--- Entries supplied ---
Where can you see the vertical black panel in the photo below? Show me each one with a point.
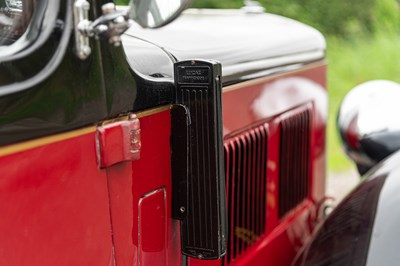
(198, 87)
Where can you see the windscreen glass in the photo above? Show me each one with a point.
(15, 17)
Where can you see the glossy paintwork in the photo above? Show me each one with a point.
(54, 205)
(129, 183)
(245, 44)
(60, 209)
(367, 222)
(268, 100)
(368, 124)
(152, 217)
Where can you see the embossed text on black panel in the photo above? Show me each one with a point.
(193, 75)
---
Description of the task: Only these lines should appear in the reply: the one containing "Where can you see the embossed", the last line of the data, and all lines between them, each copied exactly.

Response area:
Where can you see the embossed text on black panel in the photo above? Show me each one with a point.
(193, 75)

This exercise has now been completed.